* Instructions for the task *
In every row below, swap "photo" for "image" and write the rows out again with nothing else altered. Leave the pictures out.

- - -

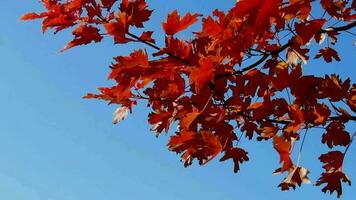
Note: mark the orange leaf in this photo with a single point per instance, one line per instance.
(175, 24)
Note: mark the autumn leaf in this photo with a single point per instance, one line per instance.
(175, 24)
(328, 54)
(296, 176)
(203, 74)
(120, 114)
(283, 147)
(84, 34)
(238, 155)
(203, 145)
(30, 16)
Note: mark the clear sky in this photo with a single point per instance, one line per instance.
(54, 145)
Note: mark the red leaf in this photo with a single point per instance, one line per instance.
(328, 54)
(238, 155)
(333, 182)
(84, 34)
(203, 145)
(175, 24)
(30, 16)
(201, 75)
(307, 30)
(336, 135)
(283, 147)
(296, 176)
(147, 36)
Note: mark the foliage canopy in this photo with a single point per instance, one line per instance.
(241, 73)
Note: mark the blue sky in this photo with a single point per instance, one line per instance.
(54, 145)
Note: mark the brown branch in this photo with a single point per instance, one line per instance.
(352, 118)
(339, 28)
(157, 48)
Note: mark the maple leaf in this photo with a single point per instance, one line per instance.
(333, 182)
(283, 147)
(175, 24)
(333, 88)
(135, 12)
(203, 145)
(160, 120)
(307, 30)
(108, 3)
(30, 16)
(188, 119)
(120, 114)
(296, 176)
(328, 54)
(333, 175)
(84, 34)
(118, 30)
(336, 135)
(147, 36)
(203, 74)
(238, 155)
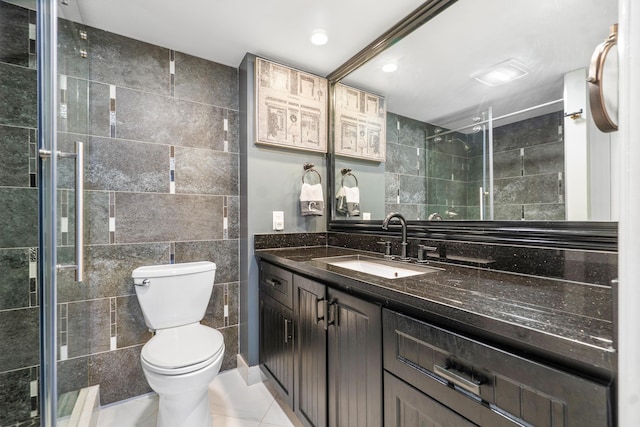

- - -

* Result below *
Note: mark the orange leaf in this image with a single point per instance, one line per instance.
(175, 24)
Note: mark the autumn leaf in this image with a single point per instance, one line per instance.
(175, 24)
(328, 54)
(296, 176)
(203, 74)
(120, 114)
(283, 147)
(84, 34)
(238, 155)
(203, 145)
(30, 16)
Note: mark the clear sky in this image with a single point per instance, one line per instance.
(54, 145)
Note: mark the red leaf in this image with a single point per instance, one line per instance.
(328, 54)
(238, 155)
(333, 182)
(84, 34)
(203, 145)
(175, 24)
(30, 16)
(201, 75)
(307, 30)
(336, 135)
(283, 147)
(296, 176)
(147, 36)
Note: mark the foliage canopy in this image with a single point per instance, one line per instance.
(241, 73)
Note: mark the blue sky in this image with a single point per instance, one line per instance.
(54, 145)
Note: mark the brown branch in this image with a single point per instance, one line per instance.
(352, 118)
(339, 28)
(157, 48)
Note: mark the maple leaf in this image with a single point per instance, one line per instance.
(333, 182)
(283, 147)
(175, 24)
(333, 88)
(135, 12)
(203, 145)
(160, 120)
(307, 30)
(108, 3)
(30, 16)
(188, 119)
(120, 114)
(296, 176)
(328, 54)
(333, 175)
(84, 34)
(118, 30)
(336, 135)
(147, 36)
(203, 74)
(238, 155)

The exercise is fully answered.